[Dataset excerpts]
──────

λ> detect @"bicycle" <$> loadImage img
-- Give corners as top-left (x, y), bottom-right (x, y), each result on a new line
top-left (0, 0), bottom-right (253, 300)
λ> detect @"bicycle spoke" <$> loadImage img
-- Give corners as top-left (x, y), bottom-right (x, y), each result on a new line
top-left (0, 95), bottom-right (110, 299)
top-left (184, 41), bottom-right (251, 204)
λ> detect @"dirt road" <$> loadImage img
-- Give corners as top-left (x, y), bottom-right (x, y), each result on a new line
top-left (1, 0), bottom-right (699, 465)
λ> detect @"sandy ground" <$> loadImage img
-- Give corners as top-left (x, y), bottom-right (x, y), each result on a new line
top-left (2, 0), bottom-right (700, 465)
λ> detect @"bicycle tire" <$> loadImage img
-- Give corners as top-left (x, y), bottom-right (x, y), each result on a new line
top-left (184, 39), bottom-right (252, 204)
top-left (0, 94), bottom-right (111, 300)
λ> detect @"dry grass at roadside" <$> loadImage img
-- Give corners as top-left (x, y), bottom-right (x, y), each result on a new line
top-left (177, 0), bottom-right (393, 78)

──────

What this task involves.
Output each of the records exactly as it stands above.

Solution to the exercise.
λ> detect @"bicycle" <$> loadImage img
-- Give corners as top-left (x, y), bottom-right (x, y), each result on a new line
top-left (0, 0), bottom-right (253, 300)
λ> detect @"bicycle spoke" <$> loadImage img
-- Give corners as top-left (x, y), bottom-right (x, y), each result on a new line
top-left (0, 95), bottom-right (110, 299)
top-left (184, 41), bottom-right (251, 204)
λ> detect @"dirt road" <$> loadImage img
-- Give corners as top-left (x, y), bottom-right (x, y), each result on a new line
top-left (1, 0), bottom-right (699, 465)
λ> detect @"sandy ground" <$> loadImage img
-- Give corners as top-left (x, y), bottom-right (x, y), each result on a new line
top-left (2, 0), bottom-right (700, 465)
λ> detect @"bicycle tire" <$> loadImage img
-- Give corners as top-left (x, y), bottom-right (x, y), each result on a new line
top-left (184, 39), bottom-right (252, 204)
top-left (0, 94), bottom-right (111, 300)
λ> detect @"dry grass at roadside" <$> loadImage img
-- Give corners as top-left (x, y), bottom-right (x, y), each result on a new line
top-left (177, 0), bottom-right (393, 78)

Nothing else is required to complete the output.